* Instructions for the task
Count how many lines below contain the word "white", then give that number alone.
● ● ● ●
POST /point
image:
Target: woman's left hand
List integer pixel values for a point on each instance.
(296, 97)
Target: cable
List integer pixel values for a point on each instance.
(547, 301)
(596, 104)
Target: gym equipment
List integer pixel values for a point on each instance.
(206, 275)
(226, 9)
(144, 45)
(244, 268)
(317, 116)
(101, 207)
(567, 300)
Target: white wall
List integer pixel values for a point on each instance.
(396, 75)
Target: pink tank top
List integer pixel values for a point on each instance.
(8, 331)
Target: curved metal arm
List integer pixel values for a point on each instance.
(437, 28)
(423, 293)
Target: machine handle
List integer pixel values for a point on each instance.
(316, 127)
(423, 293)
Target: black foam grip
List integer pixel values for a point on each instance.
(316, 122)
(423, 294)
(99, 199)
● ● ● ●
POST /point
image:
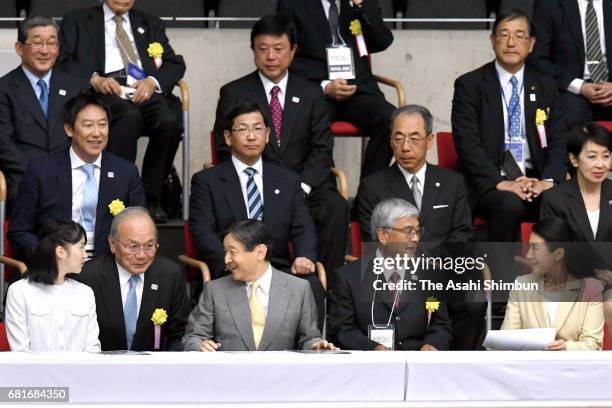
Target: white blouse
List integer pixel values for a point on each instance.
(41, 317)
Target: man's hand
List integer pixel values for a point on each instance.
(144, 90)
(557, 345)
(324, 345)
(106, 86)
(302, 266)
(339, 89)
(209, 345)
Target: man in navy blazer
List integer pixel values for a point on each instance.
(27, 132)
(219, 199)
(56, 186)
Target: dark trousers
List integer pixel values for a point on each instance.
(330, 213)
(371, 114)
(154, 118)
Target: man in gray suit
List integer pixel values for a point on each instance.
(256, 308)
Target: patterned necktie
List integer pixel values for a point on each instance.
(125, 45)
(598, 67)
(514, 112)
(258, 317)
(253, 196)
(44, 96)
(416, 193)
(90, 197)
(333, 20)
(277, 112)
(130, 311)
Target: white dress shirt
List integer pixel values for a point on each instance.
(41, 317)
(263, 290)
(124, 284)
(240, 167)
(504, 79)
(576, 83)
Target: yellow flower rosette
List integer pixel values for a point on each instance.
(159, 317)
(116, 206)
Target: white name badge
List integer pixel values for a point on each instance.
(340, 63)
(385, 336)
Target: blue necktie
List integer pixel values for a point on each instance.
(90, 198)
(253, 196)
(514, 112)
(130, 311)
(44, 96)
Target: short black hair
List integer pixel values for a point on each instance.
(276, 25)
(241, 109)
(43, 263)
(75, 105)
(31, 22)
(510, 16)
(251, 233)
● ● ● ●
* Written solution
4